Excerpt:

——

Success for the UK at EU fish negotiations
The UK Government has secured a deal that is good for both the health of our seas and the UK fishing industry at this year’s annual round of fisheries talks.
In negotiations that went through the night and into the morning, the UK managed to fight huge cuts to quotas across a number of different fish stocks. These proposed cuts, which the UK successfully pushed back against, were not backed up by scientific evidence, and could have contributed to an increase in the discarding of perfectly edible fish.
This positive news follows another major success, achieved during the first day of negotiations, when the UK successfully stopped a cut in the number of days that fishermen are allowed to spend fishing at sea.
Before these negotiations began, UK fishermen faced the prospect of having the number of days they could spend fishing cut by a quarter. However the UK government overturned this agreement, made as part of the Cod Recovery Plan. Scientific advice showed that these automatic reductions were only serving to increase cod mortality and discards, rather than help conserve stocks.
Without this agreement many fishermen would not have had the necessary time available to get to where cod fishing would prove most sustainable and may have been forced to target young fish closer to shore.
While the quota for cod in 2013 will be decided in January, Fisheries Minister Richard Benyon will be arguing against the Commissions proposed 20% cut, and instead will be calling for the quota to be set based on scientific evidence to recover the stock by 2015 whilst also working to significantly reduce discards.

——

Task requirements:
1. In the fisheries article, by how much did UK fishermen face having their fishing days cut before the negotiations began?
2. Print the part of the fisheries article that opens with the words containing "Before these negotiations" and closes with "closer to shore.".

Data lines:
——

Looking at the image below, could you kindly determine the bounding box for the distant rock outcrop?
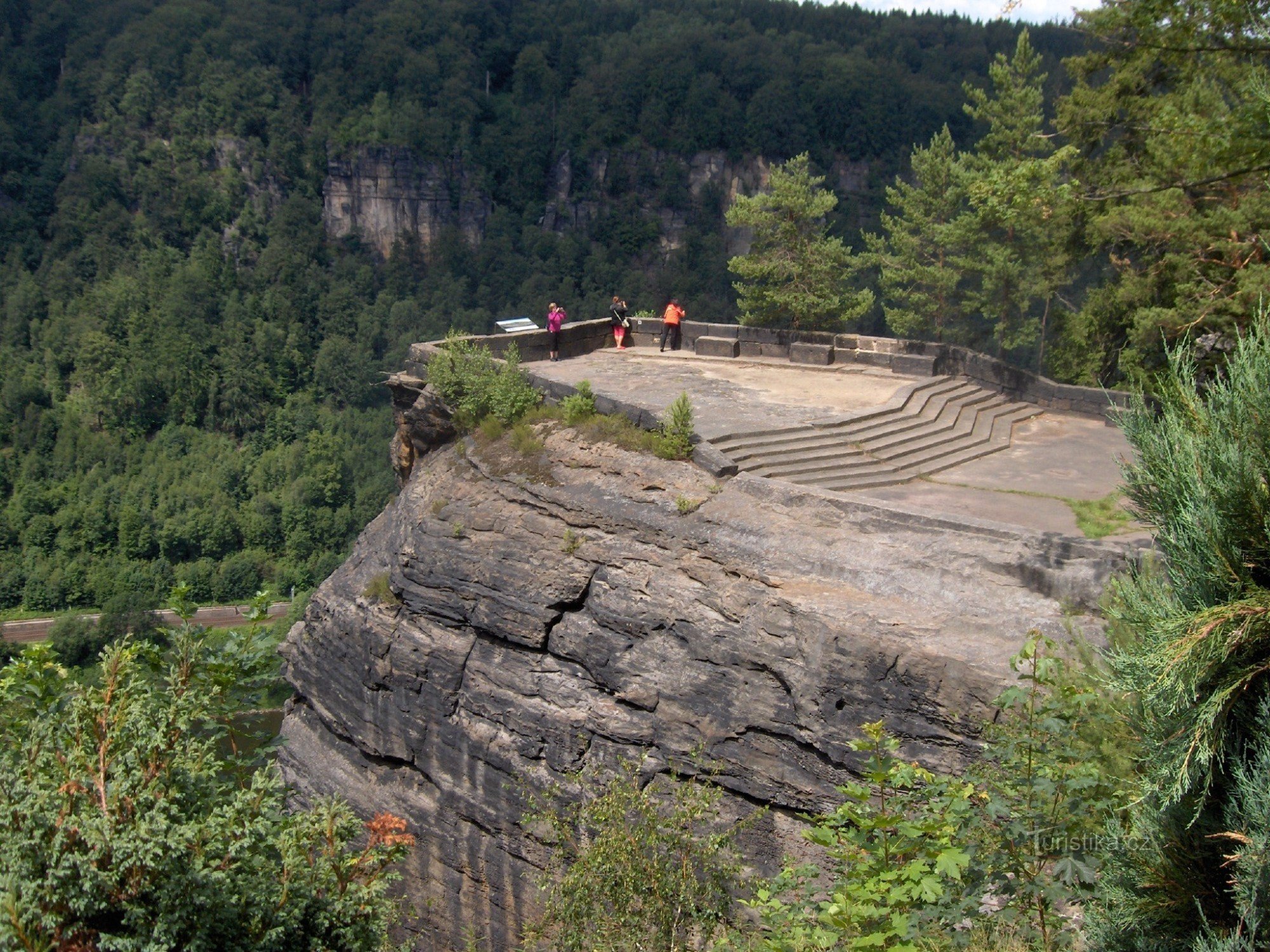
[323,146,869,256]
[323,146,493,256]
[281,399,1121,952]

——

Solution set:
1. By a quarter.

2.
Before these negotiations began, UK fishermen faced the prospect of having the number of days they could spend fishing cut by a quarter. However the UK government overturned this agreement, made as part of the Cod Recovery Plan. Scientific advice showed that these automatic reductions were only serving to increase cod mortality and discards, rather than help conserve stocks.
Without this agreement many fishermen would not have had the necessary time available to get to where cod fishing would prove most sustainable and may have been forced to target young fish closer to shore.